== Challenge ==
Reproduce verbatim every line of the items below, from the line containing "Where in this photo can the chandelier be" through the final line of the items, both ends included.

________________

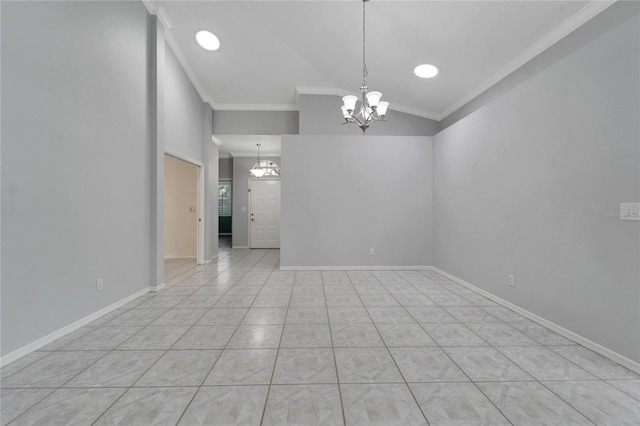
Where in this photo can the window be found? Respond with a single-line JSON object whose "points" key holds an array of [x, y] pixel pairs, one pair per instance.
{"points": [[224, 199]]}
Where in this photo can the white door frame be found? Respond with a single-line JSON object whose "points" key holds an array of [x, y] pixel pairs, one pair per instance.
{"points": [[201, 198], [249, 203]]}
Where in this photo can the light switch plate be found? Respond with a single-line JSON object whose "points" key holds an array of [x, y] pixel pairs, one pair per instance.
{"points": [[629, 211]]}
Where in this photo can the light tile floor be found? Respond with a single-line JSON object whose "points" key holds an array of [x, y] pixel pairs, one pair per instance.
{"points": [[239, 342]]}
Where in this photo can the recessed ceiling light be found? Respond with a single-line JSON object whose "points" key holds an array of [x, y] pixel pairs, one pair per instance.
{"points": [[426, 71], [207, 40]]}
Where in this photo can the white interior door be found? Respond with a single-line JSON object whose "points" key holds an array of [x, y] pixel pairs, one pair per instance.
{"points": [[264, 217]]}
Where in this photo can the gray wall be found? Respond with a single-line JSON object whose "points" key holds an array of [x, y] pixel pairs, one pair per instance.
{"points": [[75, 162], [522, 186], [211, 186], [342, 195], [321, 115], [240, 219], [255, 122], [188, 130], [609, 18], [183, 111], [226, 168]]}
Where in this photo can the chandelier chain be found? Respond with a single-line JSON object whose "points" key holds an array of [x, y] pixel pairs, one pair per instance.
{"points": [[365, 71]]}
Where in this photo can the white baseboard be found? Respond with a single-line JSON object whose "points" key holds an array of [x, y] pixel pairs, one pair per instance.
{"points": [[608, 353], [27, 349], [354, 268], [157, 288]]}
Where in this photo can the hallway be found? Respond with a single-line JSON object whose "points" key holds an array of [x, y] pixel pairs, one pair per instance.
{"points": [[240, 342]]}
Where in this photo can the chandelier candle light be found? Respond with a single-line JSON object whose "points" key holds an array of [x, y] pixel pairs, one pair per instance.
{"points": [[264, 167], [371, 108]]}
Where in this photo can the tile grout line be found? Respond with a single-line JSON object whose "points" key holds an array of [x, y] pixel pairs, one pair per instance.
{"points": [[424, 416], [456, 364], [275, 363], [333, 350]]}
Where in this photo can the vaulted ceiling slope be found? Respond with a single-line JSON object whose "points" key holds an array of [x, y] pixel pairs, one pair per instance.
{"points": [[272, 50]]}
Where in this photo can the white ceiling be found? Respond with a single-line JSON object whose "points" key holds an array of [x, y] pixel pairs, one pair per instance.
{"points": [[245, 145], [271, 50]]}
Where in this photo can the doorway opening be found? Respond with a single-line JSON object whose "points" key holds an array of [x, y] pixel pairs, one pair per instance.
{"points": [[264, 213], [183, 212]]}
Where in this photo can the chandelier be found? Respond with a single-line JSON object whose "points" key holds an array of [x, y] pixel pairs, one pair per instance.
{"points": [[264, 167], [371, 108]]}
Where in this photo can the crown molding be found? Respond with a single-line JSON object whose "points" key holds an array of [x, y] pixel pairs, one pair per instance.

________________

== Finished answer ==
Where in this photo can the chandelier be found? Respond with a single-line JSON object whose "points" key holds an array of [x, y] pixel pairs, one pair per instance.
{"points": [[264, 167], [371, 108]]}
Where in this photo can the crown molding be found? Respond with a single-line JSON object whose "points" key holds an array of [x, y] pixel pairs, one pair per instance.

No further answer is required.